● **WHAT YOU NEED TO DO**
Gather and copy out every line below that contains the string "seal". Treat the match as case-sensitive.

● **INFORMATION GIVEN**
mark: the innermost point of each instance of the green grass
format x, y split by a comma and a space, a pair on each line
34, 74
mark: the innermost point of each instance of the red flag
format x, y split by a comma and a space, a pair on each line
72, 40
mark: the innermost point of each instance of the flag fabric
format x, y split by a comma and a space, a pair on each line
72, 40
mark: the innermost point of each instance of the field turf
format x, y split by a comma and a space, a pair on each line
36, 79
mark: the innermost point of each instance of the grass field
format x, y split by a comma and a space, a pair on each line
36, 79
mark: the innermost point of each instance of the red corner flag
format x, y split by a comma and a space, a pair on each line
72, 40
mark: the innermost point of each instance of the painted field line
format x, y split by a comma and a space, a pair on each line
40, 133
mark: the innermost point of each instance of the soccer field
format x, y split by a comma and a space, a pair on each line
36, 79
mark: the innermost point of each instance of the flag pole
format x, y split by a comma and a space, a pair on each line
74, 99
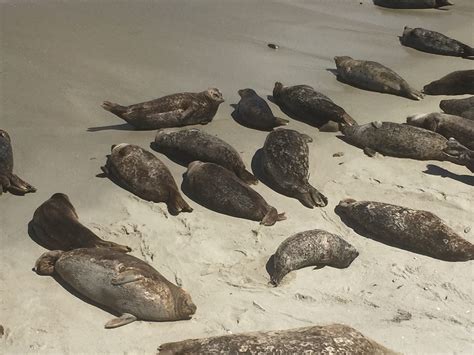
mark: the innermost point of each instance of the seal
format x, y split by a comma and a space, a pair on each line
220, 190
448, 126
305, 104
188, 145
253, 111
285, 165
373, 76
417, 231
174, 110
121, 282
56, 226
434, 42
311, 248
9, 181
459, 107
329, 339
140, 172
456, 83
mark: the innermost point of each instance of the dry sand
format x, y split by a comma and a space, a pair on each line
60, 60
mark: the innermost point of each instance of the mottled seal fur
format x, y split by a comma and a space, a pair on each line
434, 42
193, 144
220, 190
456, 83
448, 126
174, 110
121, 282
373, 76
56, 226
303, 103
9, 181
140, 172
329, 339
285, 163
417, 231
311, 248
459, 107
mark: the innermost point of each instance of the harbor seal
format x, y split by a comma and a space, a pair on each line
329, 339
373, 76
188, 145
305, 104
448, 126
285, 165
459, 107
434, 42
174, 110
220, 190
456, 83
311, 248
9, 181
120, 282
253, 111
56, 226
140, 172
417, 231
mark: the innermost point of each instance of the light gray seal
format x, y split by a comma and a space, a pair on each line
220, 190
121, 282
285, 163
448, 126
329, 339
373, 76
174, 110
140, 172
9, 181
417, 231
311, 248
434, 42
56, 225
188, 145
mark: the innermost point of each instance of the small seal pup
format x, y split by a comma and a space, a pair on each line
373, 76
56, 225
434, 42
253, 111
120, 282
9, 181
329, 339
311, 248
220, 190
456, 83
174, 110
285, 164
303, 103
140, 172
188, 145
459, 107
417, 231
448, 126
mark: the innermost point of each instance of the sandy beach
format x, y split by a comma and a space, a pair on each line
60, 60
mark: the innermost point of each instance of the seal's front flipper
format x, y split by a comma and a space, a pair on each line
124, 319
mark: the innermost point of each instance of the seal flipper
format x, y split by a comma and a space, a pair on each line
124, 319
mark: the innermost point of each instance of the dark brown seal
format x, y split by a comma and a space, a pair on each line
56, 226
174, 110
311, 248
220, 190
140, 172
285, 163
9, 181
121, 282
417, 231
188, 145
329, 339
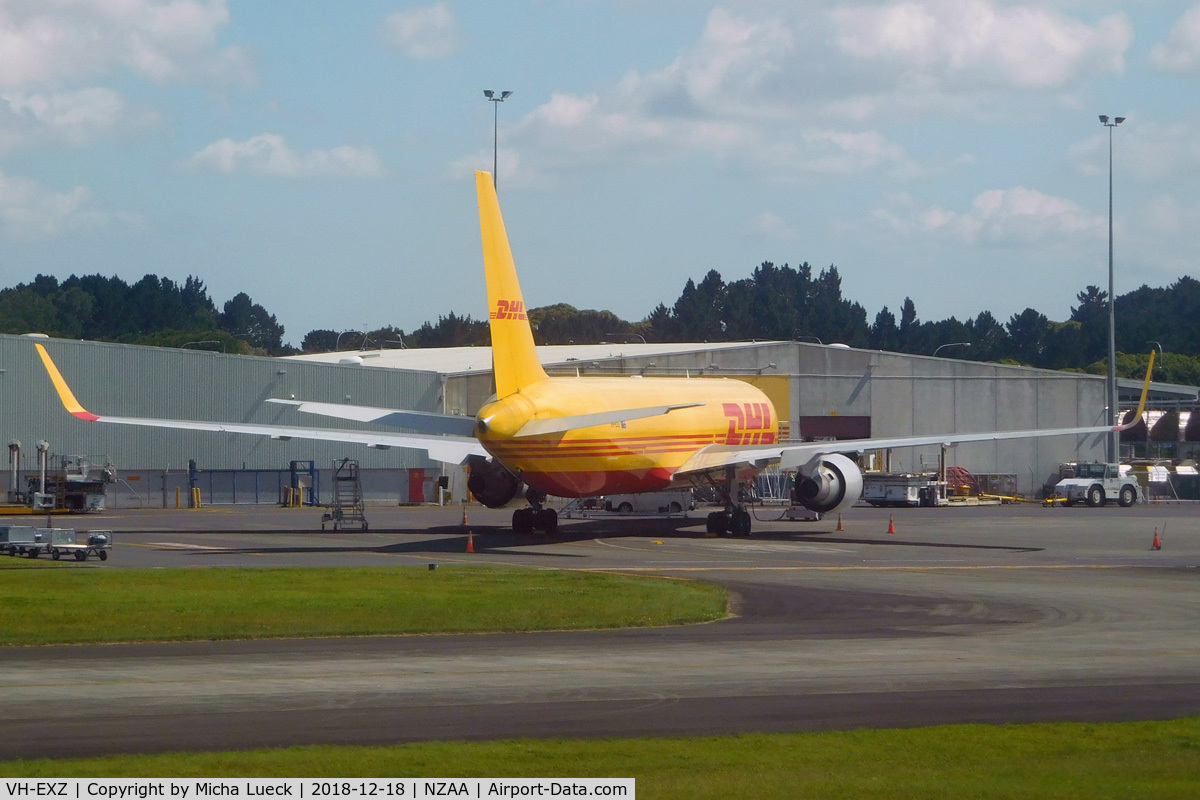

● **RESULT FOR THIS TASK**
mark: the innermost point of each instance of the seal
mark: the innermost point of each instance of the mottled seal fur
mark: the innermost point of each instance of the harbor seal
mark: the innermost point of each instance of the light gray seal
mark: the innermost point of each instance of the small seal pup
mark: the innermost point of each instance of the seal's front flipper
mark: the innermost point of each instance of the seal flipper
mark: the innermost point of each instance of the dark brown seal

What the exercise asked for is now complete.